**Задания**
[a] Ответьте на вопросы по фрагменту воспоминаний:
(i) К какому времени относятся описанные встречи в комнате?
(ii) Редактором какого журнала стал потом Саша Голубев?
(iii) Куда Миша Мамонтов возвращался после сессии?
[b] Воспроизведите дословно часть фрагмента воспоминаний от слов "Но это будем" до слов "имени Отечества, Родины!" включительно.
[c] Назовите всех людей, которые упомянуты во фрагменте воспоминаний по имени.

**Документ**
┌──

Но это будем потом, через годы, когда в стране победит серость, а она беспощадна и мстительна, кроваво отомстит за свое прошлое пресмыкательство перед властью, за бездарность, за нищету своего духа. И где ей будет понять красоту и беззащитность таланта, патриотизм подвижников, жертвенность – во имя гордого имени Отечества, Родины!
А тогда, во второй половине шестидесятых, мы радовались удачной строке, образу, эпитету, хлесткой пародии, эпиграмме на какого-нибудь «классика», по-хорошему завидуя успеху товарища, ценя самобытность. К нам в комнату заходили очники – Боря Примеров, Витя Смирнов – смоленский-деревенский, белорус Микола Федюкович, ребята с нашего заочного отделения – Саша Голубев, ставший потом редактором воронежского журнала «Подъем», Толя Демьянов из Ижевска, который писал не только отличные стихи, но и заваривал такой чай, после которого «можно было видеть звезды сквозь семь этажей общаги и то, как бегают в подвале крысы». О, разный талантливый народ бывал у нас! Но больше запомнились поэты. Стихи читали без продыху. И Миша Мамонтов, тоже штатный жилец нашей комнаты, прозаик и староста курса, махнув на все это увесистой рукой машиниста-паровозника, уходил пообщаться с рабочим классом на бульвар или к винному отделу гастронома, где привычно, по рублю, «сбрасывались на троих». Еще Миша признавался, дивясь нашей поэтической неукротимости, что после возвращения с сессии в свой узбекский Алмалык – не может не то что слушать стихи, но и смотреть на все, что написано «столбиком»!

└──

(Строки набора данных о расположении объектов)
┌──

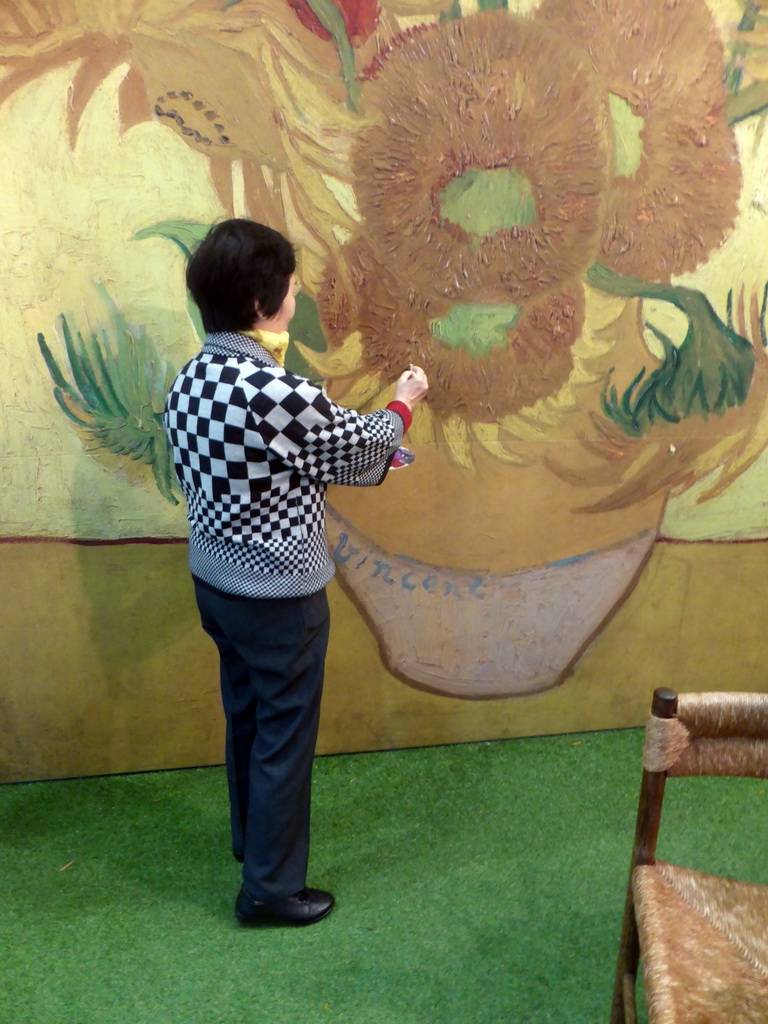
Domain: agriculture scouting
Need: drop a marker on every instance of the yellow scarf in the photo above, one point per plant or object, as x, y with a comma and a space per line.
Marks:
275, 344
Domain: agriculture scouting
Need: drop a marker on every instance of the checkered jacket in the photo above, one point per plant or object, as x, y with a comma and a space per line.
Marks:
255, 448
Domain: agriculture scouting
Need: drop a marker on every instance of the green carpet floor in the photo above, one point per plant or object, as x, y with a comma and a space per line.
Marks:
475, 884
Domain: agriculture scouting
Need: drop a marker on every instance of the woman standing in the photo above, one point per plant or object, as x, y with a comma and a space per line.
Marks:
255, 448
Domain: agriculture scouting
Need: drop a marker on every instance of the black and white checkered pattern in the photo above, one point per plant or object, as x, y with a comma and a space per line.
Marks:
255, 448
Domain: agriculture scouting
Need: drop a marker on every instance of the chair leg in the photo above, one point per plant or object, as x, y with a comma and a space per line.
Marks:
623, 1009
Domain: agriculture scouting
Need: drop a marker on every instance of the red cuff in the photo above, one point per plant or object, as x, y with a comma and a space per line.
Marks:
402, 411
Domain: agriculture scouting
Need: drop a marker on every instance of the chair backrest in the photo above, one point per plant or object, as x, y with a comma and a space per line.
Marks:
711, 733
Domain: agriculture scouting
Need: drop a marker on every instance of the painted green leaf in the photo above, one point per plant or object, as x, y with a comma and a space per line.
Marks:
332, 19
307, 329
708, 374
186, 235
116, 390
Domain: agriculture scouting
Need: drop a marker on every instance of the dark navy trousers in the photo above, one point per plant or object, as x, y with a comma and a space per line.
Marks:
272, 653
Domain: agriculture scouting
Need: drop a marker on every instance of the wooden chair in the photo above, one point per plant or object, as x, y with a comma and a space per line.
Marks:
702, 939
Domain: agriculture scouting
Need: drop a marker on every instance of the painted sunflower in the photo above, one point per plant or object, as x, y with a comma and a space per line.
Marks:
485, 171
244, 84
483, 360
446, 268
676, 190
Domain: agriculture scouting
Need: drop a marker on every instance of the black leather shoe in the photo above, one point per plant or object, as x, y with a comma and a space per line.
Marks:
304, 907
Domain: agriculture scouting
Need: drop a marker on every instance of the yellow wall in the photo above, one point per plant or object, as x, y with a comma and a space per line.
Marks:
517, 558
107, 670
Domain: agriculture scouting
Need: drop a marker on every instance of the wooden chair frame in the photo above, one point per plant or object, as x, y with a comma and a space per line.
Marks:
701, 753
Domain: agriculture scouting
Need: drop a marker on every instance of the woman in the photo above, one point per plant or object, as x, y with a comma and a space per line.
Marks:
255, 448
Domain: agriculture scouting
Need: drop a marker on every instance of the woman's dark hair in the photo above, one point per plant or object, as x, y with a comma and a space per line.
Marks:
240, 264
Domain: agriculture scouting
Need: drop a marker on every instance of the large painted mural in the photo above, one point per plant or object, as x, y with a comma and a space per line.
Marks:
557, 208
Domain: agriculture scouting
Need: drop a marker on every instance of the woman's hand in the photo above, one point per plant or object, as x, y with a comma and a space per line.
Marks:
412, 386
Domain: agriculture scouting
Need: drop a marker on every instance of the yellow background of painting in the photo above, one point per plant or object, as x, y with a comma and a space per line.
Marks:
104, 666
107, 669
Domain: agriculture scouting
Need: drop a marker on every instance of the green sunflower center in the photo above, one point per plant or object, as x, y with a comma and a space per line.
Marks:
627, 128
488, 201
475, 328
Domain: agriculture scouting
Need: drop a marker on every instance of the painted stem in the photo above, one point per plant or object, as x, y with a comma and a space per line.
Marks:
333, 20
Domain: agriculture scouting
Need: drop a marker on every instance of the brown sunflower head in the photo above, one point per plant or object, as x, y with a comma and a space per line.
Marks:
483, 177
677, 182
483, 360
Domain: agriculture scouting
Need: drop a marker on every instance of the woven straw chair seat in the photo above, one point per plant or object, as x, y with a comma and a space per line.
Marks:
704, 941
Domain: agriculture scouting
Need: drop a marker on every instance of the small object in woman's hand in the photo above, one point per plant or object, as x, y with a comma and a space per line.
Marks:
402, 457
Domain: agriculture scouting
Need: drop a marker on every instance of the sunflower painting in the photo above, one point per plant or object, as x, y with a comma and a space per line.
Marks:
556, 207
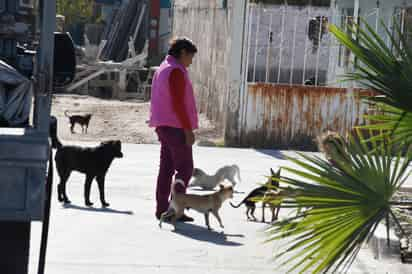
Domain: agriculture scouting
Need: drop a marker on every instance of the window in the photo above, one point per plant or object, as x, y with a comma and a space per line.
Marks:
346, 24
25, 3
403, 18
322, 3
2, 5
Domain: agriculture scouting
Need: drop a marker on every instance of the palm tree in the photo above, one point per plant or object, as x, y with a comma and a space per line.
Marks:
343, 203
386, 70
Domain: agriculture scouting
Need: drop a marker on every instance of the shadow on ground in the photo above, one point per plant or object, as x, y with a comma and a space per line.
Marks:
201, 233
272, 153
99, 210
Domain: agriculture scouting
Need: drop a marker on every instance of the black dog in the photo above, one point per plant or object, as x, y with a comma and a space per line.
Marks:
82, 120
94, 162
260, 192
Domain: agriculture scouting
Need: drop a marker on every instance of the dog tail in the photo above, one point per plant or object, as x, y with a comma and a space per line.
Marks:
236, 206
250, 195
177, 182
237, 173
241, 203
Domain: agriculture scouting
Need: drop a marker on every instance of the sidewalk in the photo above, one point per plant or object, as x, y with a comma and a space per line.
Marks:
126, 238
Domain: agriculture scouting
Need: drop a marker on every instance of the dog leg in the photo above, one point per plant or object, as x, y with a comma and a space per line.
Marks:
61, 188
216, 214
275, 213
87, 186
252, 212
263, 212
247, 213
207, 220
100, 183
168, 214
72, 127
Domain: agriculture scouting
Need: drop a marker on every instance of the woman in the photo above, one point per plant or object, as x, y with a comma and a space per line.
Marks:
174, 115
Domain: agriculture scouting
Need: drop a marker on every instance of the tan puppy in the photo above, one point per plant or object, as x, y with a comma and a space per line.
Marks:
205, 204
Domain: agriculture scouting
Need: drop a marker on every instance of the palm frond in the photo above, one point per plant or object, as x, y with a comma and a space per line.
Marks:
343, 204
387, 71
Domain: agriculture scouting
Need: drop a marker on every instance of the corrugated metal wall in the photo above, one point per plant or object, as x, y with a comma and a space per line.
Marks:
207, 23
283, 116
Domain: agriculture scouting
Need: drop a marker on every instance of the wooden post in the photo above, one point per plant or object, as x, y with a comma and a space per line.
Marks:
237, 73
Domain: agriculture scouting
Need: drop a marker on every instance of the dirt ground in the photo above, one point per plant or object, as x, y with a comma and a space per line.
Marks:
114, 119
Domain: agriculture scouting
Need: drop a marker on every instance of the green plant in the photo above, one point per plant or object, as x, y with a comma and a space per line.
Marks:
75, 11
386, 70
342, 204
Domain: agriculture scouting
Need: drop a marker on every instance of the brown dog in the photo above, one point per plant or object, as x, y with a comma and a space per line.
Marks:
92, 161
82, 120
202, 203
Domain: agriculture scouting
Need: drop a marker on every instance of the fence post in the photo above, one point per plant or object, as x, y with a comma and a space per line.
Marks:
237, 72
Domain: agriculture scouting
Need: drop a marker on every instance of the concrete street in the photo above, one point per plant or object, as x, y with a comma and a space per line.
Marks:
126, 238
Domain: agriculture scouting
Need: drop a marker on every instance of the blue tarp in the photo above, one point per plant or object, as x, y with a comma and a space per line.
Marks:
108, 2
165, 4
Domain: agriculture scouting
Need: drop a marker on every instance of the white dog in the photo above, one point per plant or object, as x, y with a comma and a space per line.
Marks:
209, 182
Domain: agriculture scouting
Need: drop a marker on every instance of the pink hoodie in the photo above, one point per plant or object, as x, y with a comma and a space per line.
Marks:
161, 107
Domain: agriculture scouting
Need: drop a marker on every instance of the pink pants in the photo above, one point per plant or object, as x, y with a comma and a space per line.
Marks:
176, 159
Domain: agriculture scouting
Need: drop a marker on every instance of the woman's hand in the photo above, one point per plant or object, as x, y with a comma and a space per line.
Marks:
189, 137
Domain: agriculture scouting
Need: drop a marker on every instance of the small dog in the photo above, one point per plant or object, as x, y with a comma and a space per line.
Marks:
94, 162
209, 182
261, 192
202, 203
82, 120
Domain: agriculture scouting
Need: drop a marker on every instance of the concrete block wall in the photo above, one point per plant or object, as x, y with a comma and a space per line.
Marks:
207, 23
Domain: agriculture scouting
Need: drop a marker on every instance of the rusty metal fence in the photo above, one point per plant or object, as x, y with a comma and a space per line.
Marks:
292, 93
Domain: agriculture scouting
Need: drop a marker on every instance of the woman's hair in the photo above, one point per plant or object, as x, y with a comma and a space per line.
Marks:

└──

**Ответы к заданиям**
[a]
(i) Ко второй половине шестидесятых.
(ii) Воронежского журнала «Подъем».
(iii) В свой узбекский Алмалык.

[b]
Но это будем потом, через годы, когда в стране победит серость, а она беспощадна и мстительна, кроваво отомстит за свое прошлое пресмыкательство перед властью, за бездарность, за нищету своего духа. И где ей будет понять красоту и беззащитность таланта, патриотизм подвижников, жертвенность – во имя гордого имени Отечества, Родины!

[c] Боря Примеров, Витя Смирнов, Микола Федюкович, Саша Голубев, Толя Демьянов, Миша Мамонтов.